→ Given text
"""

7. Eval confidence-pyramid tier vocabulary¶

Date: 2026-06-19

Status¶

Accepted

Context¶

The eval system grew up around one shape of test: dispatch a single review agent (or advisory skill) at a fixture and grade its recorded output against an expected JSON. That is a real and useful test, but it is only one rung of a ladder, and we never named the ladder. As we added the integration tier (#313) — which dispatches the orchestrator, builds code in a worktree, and grades on whether the project's tests pass — the absence of a shared vocabulary became a hazard:

Fixtures of fundamentally different kinds (single-agent verdict vs. whole-pipeline build) were grading through the same monolithic code path, so adding a kind meant adding a branch (addressed structurally by the grader registry, #309).
Discussions about "what the evals cover" had no precise terms. "Does the eval pass?" means something very different for a reviewer-detection fixture than for a build-it-and-run-the-tests fixture, and conflating them invites false confidence.
The competitive analysis against claude-flow framed its corpus explicitly in confidence-pyramid terms (unit → integration → acceptance). We wanted the same precision without copying its implementation.

A claim needs an instrument (CLAUDE.md claims discipline). Different tiers answer different questions and warrant different confidence; naming them keeps us honest about which question a given green run actually answers.

Decision¶

Adopt a three-tier confidence-pyramid vocabulary for the eval corpus, mapped to concrete graders in the registry (#309):

Unit — verification of a single component's output in isolation. "Did the reviewer flag the right thing?" Graders: verdict (review-agent output) and skill_gate (advisory-skill gates/layers). Cheap, deterministic given a recorded actual; this is the bulk of the corpus and the default PR gate.

"""

→ Source material
"""

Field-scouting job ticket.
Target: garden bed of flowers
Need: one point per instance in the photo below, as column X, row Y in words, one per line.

"""
"""

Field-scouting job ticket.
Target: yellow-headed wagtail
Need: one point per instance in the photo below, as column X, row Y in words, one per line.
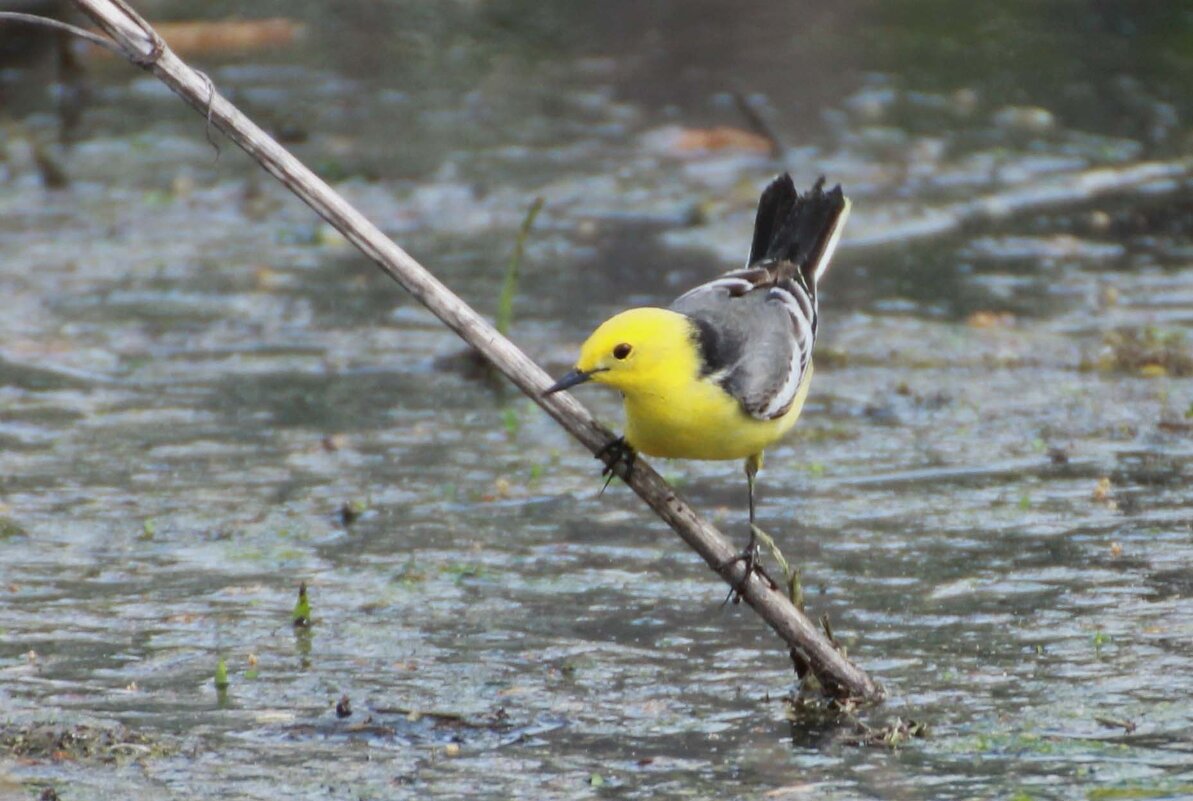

"""

→ Explore the material
(1) Please reproduce a passage from the eval-tier decision record word for word, beginning at the words "The competitive analysis" and stopping after "run actually answers.".
(2) Answer these questions from the eval-tier decision record:
(a) What date does it carry?
(b) What is its status?
(c) Which two graders does it list for the Unit tier?
The material is separate from the eval-tier decision record.

→ Replies
(1)
The competitive analysis against claude-flow framed its corpus explicitly in confidence-pyramid terms (unit → integration → acceptance). We wanted the same precision without copying its implementation.

A claim needs an instrument (CLAUDE.md claims discipline). Different tiers answer different questions and warrant different confidence; naming them keeps us honest about which question a given green run actually answers.

(2)
(a) 2026-06-19
(b) Accepted
(c) verdict and skill_gate